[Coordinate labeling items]
--
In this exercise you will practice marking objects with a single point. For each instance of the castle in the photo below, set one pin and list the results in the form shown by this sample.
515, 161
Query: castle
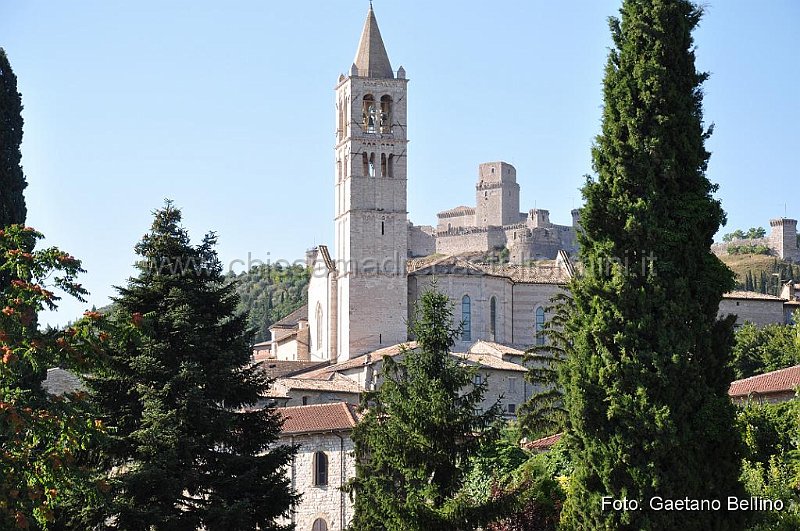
782, 240
495, 223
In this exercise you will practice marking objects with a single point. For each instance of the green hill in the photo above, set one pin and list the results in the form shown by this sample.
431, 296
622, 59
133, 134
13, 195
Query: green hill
759, 272
270, 292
--
What the exercise asks
Reproduce every item above word for word, leaving out the pictures.

Result of this task
In this exercise you will practice marking objects with a single point. For each instance of the castle in the photo below, set one pin and list the results in the form shown by this sample.
515, 161
Query: castle
782, 240
495, 223
In this exercise you will practice marking objects with a single point. For each instance of the green hill in the photo above, set one pin and list the results in the form shown by this sample.
431, 296
622, 59
133, 134
13, 195
Query: green hill
759, 272
270, 292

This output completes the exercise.